A verbatim copy of every entry is required.

Stored data:
---

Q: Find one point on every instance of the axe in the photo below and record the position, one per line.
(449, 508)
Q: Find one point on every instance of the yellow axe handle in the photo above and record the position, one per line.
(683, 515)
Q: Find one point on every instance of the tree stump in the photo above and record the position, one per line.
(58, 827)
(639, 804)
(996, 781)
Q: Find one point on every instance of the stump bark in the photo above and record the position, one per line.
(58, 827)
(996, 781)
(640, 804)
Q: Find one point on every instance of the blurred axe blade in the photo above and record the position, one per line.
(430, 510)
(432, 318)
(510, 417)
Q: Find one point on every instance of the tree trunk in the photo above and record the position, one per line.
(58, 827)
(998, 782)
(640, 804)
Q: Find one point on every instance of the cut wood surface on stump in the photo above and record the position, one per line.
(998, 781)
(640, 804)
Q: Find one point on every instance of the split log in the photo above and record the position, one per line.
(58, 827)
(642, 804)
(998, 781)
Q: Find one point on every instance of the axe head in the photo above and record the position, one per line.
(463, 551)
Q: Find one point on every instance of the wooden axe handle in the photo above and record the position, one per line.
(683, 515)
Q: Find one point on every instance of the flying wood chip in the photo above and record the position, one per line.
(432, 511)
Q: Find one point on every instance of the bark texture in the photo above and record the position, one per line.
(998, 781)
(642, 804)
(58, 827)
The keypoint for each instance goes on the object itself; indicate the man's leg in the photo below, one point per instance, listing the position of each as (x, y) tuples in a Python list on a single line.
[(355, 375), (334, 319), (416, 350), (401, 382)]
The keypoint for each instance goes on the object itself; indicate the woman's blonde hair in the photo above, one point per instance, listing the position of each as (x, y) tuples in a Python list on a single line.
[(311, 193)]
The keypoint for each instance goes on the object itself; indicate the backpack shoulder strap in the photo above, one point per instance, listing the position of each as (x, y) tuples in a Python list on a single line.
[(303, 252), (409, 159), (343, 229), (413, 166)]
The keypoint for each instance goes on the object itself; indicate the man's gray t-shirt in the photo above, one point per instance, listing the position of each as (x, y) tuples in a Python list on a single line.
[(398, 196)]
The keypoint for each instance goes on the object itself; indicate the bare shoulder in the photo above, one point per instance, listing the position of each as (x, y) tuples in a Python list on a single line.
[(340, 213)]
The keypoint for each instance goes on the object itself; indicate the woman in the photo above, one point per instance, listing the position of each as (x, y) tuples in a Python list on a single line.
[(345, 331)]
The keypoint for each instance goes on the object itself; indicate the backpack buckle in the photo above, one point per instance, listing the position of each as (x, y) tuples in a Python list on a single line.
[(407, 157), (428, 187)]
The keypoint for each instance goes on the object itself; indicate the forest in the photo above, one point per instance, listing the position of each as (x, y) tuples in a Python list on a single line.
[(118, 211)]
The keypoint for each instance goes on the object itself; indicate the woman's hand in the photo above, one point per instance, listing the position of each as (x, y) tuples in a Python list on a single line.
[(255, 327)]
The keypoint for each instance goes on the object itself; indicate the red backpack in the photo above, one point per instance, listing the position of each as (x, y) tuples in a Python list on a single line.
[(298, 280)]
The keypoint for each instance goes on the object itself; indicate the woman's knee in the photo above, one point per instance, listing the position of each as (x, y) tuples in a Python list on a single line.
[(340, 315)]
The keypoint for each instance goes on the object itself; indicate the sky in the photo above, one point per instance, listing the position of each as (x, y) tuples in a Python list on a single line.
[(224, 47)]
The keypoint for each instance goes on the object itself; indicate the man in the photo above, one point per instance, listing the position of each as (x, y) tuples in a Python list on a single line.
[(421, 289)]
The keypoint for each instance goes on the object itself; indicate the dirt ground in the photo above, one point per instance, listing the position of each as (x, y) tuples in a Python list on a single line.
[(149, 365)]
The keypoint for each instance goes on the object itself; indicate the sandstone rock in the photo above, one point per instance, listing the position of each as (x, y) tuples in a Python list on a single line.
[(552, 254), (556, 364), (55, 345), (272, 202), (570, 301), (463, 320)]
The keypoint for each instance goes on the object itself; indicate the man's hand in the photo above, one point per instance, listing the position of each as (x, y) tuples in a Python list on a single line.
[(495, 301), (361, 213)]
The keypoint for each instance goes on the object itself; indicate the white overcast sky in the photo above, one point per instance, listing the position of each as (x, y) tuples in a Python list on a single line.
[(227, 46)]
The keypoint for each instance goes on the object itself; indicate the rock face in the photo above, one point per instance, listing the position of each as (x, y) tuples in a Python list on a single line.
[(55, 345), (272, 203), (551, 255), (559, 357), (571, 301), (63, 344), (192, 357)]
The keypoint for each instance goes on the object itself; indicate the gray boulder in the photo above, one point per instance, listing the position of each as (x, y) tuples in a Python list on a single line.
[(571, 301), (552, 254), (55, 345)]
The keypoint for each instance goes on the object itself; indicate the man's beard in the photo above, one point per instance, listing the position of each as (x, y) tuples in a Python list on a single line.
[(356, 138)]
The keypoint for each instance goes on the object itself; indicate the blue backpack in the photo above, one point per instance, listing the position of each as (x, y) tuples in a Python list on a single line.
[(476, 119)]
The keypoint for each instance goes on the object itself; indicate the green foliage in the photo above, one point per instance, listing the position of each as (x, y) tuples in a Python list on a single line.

---

» Expected answer
Q: Find one point on every instance of the axe in the photo below and record the position, one per line.
(449, 508)
Q: Find one point on every instance of the yellow axe handle in the photo above and record the position, one per line.
(683, 515)
Q: Find one point on every instance of the tree stump in the photo above and record the position, one per line.
(58, 827)
(639, 804)
(996, 781)
Q: Find one point on every instance of the stump bark in the photo above and record the position, one per line.
(58, 827)
(996, 781)
(640, 804)
Q: Find one point on every instance of the blurred axe blade in the photo above and record the position, one per line.
(430, 510)
(432, 318)
(510, 417)
Q: Find one point on every instance of the tree trunk in the photo above and record the position, one per line.
(58, 827)
(998, 782)
(640, 804)
Q: Find one point on every instance of the cut wood surface on stump in the photo above and record the position, one per line.
(998, 781)
(640, 804)
Q: Find one point on every instance of the split log in the photo above and record the position, one per line.
(58, 827)
(642, 804)
(998, 781)
Q: Find one point on every instance of the axe head in the photo above and record the position, one per line.
(463, 551)
Q: Find one point on every instance of the wooden axe handle in the photo above and record the position, one per line.
(683, 515)
Q: Find one point on every instance of the flying wood chip in the photo above and record the position, one per line.
(432, 511)
Q: Find one point on every instance of the bark texture in the photo above and record the position, one per line.
(998, 781)
(642, 804)
(58, 827)
The keypoint for each instance goes on the object itself; indicate the man's leg in the photo below, one point per instance, listing the position of each as (x, y) tuples in a Python list on a single line.
[(355, 375), (334, 319), (416, 350), (401, 382)]
The keypoint for each instance goes on the object itself; indicate the woman's blonde hair in the photo above, one point per instance, listing the position of each as (x, y) tuples in a Python list on a single line.
[(311, 193)]
The keypoint for each instance goes on the object itself; indicate the backpack shoulder strap in the photo above, one point per instance, listing the position of each as (x, y) tuples in a Python list on a single line.
[(303, 252), (409, 159), (343, 229), (413, 166)]
The keypoint for each instance goes on the object itself; indicate the man's gray t-shirt in the photo above, one point per instance, listing the position of each as (x, y) tuples in a Python list on a single line.
[(398, 196)]
The keypoint for each instance goes on the object itself; indicate the bare shoulder in the photo above, one point per instance, listing the position of each as (x, y) tuples in a Python list on a single line.
[(340, 213)]
The keypoint for each instance goes on the object itself; indicate the woman in the photo above, one point per instance, listing the position of each as (x, y) tuples in a Python list on a single line.
[(345, 331)]
The keypoint for each instance goes on the object itself; indicate the backpack buckle in the photo above, one point per instance, listing the position of each as (x, y) tuples in a Python list on a single line.
[(407, 157), (428, 187)]
The keypoint for each instance goes on the object itself; indicate the forest in the photo above, one point per instance, listing the position of each as (x, y) tuples in a Python list on a single line.
[(118, 211)]
The keypoint for each instance goes on the object itself; indicate the woman's hand in the photo above, one point per instance, listing the position of each as (x, y) tuples in a Python list on a single line.
[(255, 327)]
The keypoint for each instance goes on the object itself; indicate the red backpack in the photo above, one point per instance, listing the position of each as (x, y) tuples in a Python list on a single line.
[(298, 280)]
The keypoint for each instance goes on the object itself; indicate the woman's knee in the photo above, one point per instance, listing the position of each as (x, y) tuples in a Python list on a single line.
[(340, 315)]
The keypoint for each instance goes on the object itself; indicate the sky in the photo above, one point per instance, listing the position of each as (x, y) tuples in a Python list on a single line.
[(224, 47)]
The keypoint for each instance goes on the object itself; indicate the man in the photo above, one point per instance, listing the position of each as (x, y) tuples in a Python list on a single line.
[(421, 289)]
The keypoint for each instance goes on the object itself; indicate the dirt ground in the photo above, one point per instance, listing the position of each as (x, y) tuples in a Python list on a single line.
[(149, 365)]
The keypoint for each instance goes on the object itself; indicate the sandstone rock in the photo above, one point per instance, listing the position of each as (x, y) tuples in a Python list on a single line.
[(552, 254), (556, 364), (55, 345), (272, 202), (570, 301), (463, 320)]
The keypoint for each instance goes on the object itself; indicate the man's hand in the photo above, one point per instance, listing the position of each as (x, y) tuples in a Python list on a single line.
[(495, 301), (361, 213)]
The keypoint for each instance goes on the object itself; indicate the white overcast sky in the photo above, one point per instance, listing the position of each as (x, y) tuples in a Python list on a single line.
[(227, 46)]
The keypoint for each instance goes on the object itself; indicate the rock face in the photo above, one point per instance, listing the position of each as (x, y) tuples in a Python list on a single line.
[(55, 345), (272, 203), (551, 255), (559, 357), (571, 301), (63, 344), (192, 357)]
The keypoint for each instance goes on the object itself; indicate the gray boulder in the photo above, one point per instance, listing the position of each as (x, y) tuples in a Python list on a single line.
[(571, 301), (552, 254), (55, 345)]
The keypoint for each instance goes on the object itself; indicate the man's beard in the photo above, one point per instance, listing the position of each as (x, y) tuples in a Python list on a single line.
[(356, 138)]
The keypoint for each instance goes on the object itself; indicate the blue backpack in the photo above, one point per instance, listing the position of each as (x, y) tuples in a Python list on a single line.
[(476, 119)]
The keypoint for each instance goes on the object itself; indicate the green foliage in the photo above, one point per instance, listing the position of each as (x, y) tuples in a Python list on a single line.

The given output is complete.